***** MATERIAL TO PROCESS

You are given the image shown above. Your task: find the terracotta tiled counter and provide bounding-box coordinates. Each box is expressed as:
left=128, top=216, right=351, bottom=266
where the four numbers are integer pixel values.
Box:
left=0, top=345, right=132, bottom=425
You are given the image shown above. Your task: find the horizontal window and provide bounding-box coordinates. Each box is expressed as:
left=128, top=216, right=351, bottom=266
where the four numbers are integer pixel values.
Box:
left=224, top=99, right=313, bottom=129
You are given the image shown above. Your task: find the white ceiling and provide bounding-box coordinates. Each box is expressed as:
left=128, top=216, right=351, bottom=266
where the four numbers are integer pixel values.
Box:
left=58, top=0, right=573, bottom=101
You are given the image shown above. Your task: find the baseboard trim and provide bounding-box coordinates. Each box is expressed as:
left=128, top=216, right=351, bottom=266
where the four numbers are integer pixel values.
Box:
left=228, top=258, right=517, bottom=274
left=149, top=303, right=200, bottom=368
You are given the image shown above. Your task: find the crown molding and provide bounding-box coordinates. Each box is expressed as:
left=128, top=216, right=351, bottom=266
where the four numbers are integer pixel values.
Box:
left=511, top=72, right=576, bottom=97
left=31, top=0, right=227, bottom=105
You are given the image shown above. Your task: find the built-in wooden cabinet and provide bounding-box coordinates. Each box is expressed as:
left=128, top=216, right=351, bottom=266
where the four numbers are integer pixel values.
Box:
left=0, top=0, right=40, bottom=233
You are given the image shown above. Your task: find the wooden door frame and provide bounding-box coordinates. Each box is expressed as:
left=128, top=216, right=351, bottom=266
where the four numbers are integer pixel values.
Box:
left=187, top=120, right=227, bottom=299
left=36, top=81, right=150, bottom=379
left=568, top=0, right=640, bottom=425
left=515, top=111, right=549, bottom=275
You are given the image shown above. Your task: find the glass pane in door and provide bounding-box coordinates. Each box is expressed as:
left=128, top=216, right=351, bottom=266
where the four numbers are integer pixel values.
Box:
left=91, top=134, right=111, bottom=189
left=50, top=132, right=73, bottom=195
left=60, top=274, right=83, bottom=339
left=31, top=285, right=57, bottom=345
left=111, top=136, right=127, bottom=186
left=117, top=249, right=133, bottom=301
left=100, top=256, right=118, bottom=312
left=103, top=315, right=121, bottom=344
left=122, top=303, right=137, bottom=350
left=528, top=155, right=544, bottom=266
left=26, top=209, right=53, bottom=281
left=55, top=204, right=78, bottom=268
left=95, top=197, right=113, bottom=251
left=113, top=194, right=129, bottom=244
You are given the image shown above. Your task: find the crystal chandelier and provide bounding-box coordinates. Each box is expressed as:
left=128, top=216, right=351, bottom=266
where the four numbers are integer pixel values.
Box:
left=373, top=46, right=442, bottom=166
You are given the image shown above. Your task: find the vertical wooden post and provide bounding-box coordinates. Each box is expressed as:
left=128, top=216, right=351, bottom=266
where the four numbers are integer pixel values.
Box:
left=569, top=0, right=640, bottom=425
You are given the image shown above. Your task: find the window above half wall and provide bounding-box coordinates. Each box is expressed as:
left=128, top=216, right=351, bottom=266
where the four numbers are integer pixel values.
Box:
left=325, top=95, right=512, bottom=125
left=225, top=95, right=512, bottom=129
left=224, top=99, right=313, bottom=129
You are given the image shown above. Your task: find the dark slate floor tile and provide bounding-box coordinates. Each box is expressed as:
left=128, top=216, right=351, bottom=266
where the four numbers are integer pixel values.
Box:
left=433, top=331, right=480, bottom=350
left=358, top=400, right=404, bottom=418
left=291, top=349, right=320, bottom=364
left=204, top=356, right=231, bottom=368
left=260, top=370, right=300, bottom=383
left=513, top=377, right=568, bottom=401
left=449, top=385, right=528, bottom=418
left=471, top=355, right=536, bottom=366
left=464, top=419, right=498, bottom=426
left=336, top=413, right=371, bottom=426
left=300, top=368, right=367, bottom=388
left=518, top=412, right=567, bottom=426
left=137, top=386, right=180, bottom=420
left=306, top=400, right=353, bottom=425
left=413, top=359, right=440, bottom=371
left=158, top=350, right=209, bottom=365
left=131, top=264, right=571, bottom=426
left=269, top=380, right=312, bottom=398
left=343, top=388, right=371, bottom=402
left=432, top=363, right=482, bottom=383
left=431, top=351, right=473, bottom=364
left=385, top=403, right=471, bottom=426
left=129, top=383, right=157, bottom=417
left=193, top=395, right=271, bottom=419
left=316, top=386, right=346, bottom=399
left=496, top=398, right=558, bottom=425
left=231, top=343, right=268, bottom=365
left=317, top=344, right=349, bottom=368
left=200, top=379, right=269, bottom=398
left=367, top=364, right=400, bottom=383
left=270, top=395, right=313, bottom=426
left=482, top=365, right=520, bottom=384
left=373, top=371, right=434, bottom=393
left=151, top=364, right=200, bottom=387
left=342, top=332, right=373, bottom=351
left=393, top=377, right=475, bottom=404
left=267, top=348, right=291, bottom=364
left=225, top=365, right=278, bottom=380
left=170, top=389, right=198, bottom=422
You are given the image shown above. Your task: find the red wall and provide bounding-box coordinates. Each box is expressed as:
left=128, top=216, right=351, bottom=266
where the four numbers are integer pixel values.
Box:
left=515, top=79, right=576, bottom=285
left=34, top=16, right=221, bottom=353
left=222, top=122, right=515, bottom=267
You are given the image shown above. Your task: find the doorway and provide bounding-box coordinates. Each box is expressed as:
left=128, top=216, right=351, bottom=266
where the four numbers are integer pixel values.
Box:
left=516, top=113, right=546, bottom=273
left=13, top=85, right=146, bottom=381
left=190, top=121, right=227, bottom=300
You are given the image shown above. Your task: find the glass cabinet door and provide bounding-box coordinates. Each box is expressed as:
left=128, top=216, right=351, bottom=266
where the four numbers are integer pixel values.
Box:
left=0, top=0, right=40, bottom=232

**********

Convert every line of the records above into a JSON list of strings, one string per line, and leave out any blank lines.

■ **EXERCISE SOLUTION**
[
  "You are given the image shown above. Your task: find the terracotta tiled counter and provide bounding-box coordinates. Each box is expressed as:",
  "left=128, top=216, right=351, bottom=266",
  "where the four numbers are integer pixel values.",
  "Box:",
  "left=0, top=345, right=132, bottom=425",
  "You are given the image shown above. Your task: find the horizontal window and provide bounding-box coordinates. Each box is expressed as:",
  "left=128, top=216, right=351, bottom=266",
  "where the four numbers are integer pixel values.",
  "Box:",
  "left=224, top=99, right=313, bottom=129",
  "You are given the image shown above. Your task: find the white ceiling and provide bounding-box coordinates. Each box is expressed as:",
  "left=128, top=216, right=351, bottom=266",
  "where the four numbers are integer pixel values.",
  "Box:",
  "left=58, top=0, right=573, bottom=101",
  "You are given the image shown above. Your task: find the baseboard trim and provide bounding-box coordinates. Each box is expressed as:",
  "left=128, top=216, right=351, bottom=266",
  "where the four numbers are integer pixel values.",
  "Box:",
  "left=228, top=258, right=517, bottom=274",
  "left=149, top=303, right=200, bottom=368",
  "You are given the image shown above. Your task: find the crown molding and provide bounding-box coordinates. Each box is expressed as:",
  "left=128, top=216, right=351, bottom=266",
  "where the four numbers are integer pixel values.",
  "Box:",
  "left=511, top=72, right=576, bottom=97",
  "left=31, top=0, right=227, bottom=105",
  "You are given the image shown above. Your task: find the built-in wooden cabinet and provide bounding-box coordinates. Each box is expressed as:",
  "left=128, top=216, right=351, bottom=266",
  "where the four numbers are integer pixel values.",
  "Box:",
  "left=0, top=0, right=40, bottom=233",
  "You are given the image shown above. Your task: find the wooden door frame and provide bounding-box coordinates. Each box is expressed as:",
  "left=128, top=216, right=351, bottom=266",
  "where the four numbers are integer pixel values.",
  "Box:",
  "left=187, top=120, right=227, bottom=299",
  "left=36, top=81, right=150, bottom=379",
  "left=568, top=0, right=640, bottom=425",
  "left=515, top=111, right=549, bottom=275",
  "You are given the image shown above. Your task: find the glass pane in door and provide bounding-box coordinates. Each box is expressed as:",
  "left=128, top=216, right=351, bottom=266",
  "where the four numbers are integer pixel values.",
  "Box:",
  "left=91, top=134, right=111, bottom=189",
  "left=50, top=132, right=73, bottom=195",
  "left=60, top=274, right=83, bottom=339",
  "left=31, top=285, right=57, bottom=345",
  "left=111, top=136, right=127, bottom=186",
  "left=117, top=249, right=133, bottom=301",
  "left=100, top=256, right=118, bottom=312",
  "left=103, top=315, right=121, bottom=344",
  "left=122, top=303, right=137, bottom=350",
  "left=528, top=155, right=544, bottom=266",
  "left=26, top=209, right=53, bottom=281",
  "left=55, top=204, right=78, bottom=268",
  "left=95, top=197, right=113, bottom=251",
  "left=113, top=194, right=129, bottom=244",
  "You are given the image shown above. Your task: find the crystal chandelier and provide bounding-box coordinates. Each box is expressed as:",
  "left=128, top=216, right=351, bottom=266",
  "where the four numbers are integer pixel values.",
  "Box:",
  "left=373, top=46, right=442, bottom=166",
  "You are given the image shown above. Your task: find the vertical wooden post and provide bounding-box coordinates. Each box is expressed as:",
  "left=128, top=216, right=351, bottom=266",
  "where the four numbers are integer pixel values.",
  "Box:",
  "left=569, top=0, right=640, bottom=425",
  "You are given the image shown above. Your task: find the window above half wall and provide bounding-box coordinates. Each box is expressed as:",
  "left=128, top=216, right=351, bottom=266",
  "where the four numbers are integer pixel values.",
  "Box:",
  "left=325, top=95, right=512, bottom=125",
  "left=225, top=95, right=512, bottom=129",
  "left=224, top=99, right=313, bottom=129",
  "You are given the image shown above. Your task: find the dark slate floor tile and provide bounding-box coordinates. Each box is expressed as:",
  "left=128, top=216, right=351, bottom=266",
  "where the four numbers are integer pixel values.",
  "Box:",
  "left=433, top=331, right=480, bottom=350",
  "left=358, top=400, right=404, bottom=418",
  "left=291, top=349, right=320, bottom=364",
  "left=204, top=356, right=231, bottom=368",
  "left=260, top=370, right=300, bottom=383",
  "left=513, top=377, right=568, bottom=401",
  "left=449, top=385, right=528, bottom=418",
  "left=471, top=355, right=536, bottom=366",
  "left=464, top=419, right=498, bottom=426",
  "left=336, top=413, right=371, bottom=426",
  "left=300, top=368, right=367, bottom=388",
  "left=518, top=412, right=567, bottom=426",
  "left=137, top=386, right=180, bottom=420",
  "left=306, top=400, right=353, bottom=425",
  "left=413, top=359, right=440, bottom=371",
  "left=158, top=350, right=209, bottom=365",
  "left=131, top=264, right=571, bottom=426",
  "left=269, top=380, right=312, bottom=398",
  "left=343, top=388, right=371, bottom=402",
  "left=432, top=363, right=482, bottom=383",
  "left=431, top=351, right=473, bottom=364",
  "left=385, top=403, right=471, bottom=426",
  "left=129, top=383, right=157, bottom=417",
  "left=193, top=395, right=271, bottom=419",
  "left=316, top=386, right=346, bottom=399",
  "left=496, top=398, right=558, bottom=425",
  "left=231, top=343, right=268, bottom=365",
  "left=317, top=344, right=349, bottom=368",
  "left=200, top=379, right=269, bottom=398",
  "left=367, top=364, right=400, bottom=383",
  "left=270, top=395, right=313, bottom=426",
  "left=482, top=365, right=520, bottom=384",
  "left=373, top=371, right=434, bottom=393",
  "left=151, top=364, right=200, bottom=387",
  "left=342, top=332, right=373, bottom=351",
  "left=393, top=377, right=475, bottom=404",
  "left=267, top=348, right=291, bottom=364",
  "left=225, top=365, right=278, bottom=380",
  "left=170, top=389, right=198, bottom=422",
  "You are given the image shown above. Your task: find the red wall and provide bounding-box coordinates. Each box is expressed as:",
  "left=128, top=216, right=351, bottom=266",
  "where the four numbers are integer pixel values.",
  "Box:",
  "left=515, top=79, right=576, bottom=285",
  "left=34, top=16, right=221, bottom=353",
  "left=222, top=122, right=515, bottom=267",
  "You are given the image shown above. Your task: find the doorway and provide bounding-box coordinates. Each box is expressed as:",
  "left=128, top=216, right=351, bottom=266",
  "where the four numbers are integer pixel values.",
  "Box:",
  "left=516, top=113, right=546, bottom=273",
  "left=13, top=85, right=146, bottom=381",
  "left=190, top=121, right=227, bottom=300",
  "You are given the image shown above. Your task: find the glass cabinet door and provide bounding-box coordinates. Each box is expressed as:",
  "left=128, top=216, right=351, bottom=266",
  "where the four numbers are integer pixel values.",
  "Box:",
  "left=0, top=0, right=40, bottom=232"
]